- _TASK PROMPT_: List every line in the rows below that contains the string "head". Matching is case-sensitive.

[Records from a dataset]
○ ○ ○ ○
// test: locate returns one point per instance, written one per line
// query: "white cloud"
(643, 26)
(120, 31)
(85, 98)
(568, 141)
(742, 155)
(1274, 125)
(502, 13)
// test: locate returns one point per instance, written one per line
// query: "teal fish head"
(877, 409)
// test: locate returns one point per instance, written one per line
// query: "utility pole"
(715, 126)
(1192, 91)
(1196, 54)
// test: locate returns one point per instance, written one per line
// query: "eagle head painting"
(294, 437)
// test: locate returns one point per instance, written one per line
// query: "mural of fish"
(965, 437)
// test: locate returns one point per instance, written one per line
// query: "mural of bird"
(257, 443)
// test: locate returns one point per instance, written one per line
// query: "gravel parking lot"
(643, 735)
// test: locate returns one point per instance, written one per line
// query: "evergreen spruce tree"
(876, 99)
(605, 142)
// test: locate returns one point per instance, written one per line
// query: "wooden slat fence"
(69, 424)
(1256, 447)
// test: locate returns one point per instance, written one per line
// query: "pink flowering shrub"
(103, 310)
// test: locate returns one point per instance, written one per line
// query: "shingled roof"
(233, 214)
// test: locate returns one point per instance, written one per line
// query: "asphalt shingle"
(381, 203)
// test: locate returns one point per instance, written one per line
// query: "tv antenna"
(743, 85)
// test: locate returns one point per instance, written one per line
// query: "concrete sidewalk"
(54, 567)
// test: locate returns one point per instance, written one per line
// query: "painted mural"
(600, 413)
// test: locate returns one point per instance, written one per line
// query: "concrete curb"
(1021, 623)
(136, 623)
○ ○ ○ ○
- _WRITTEN SOLUTION_:
// query: "teal fish head"
// query: "eagle head painting"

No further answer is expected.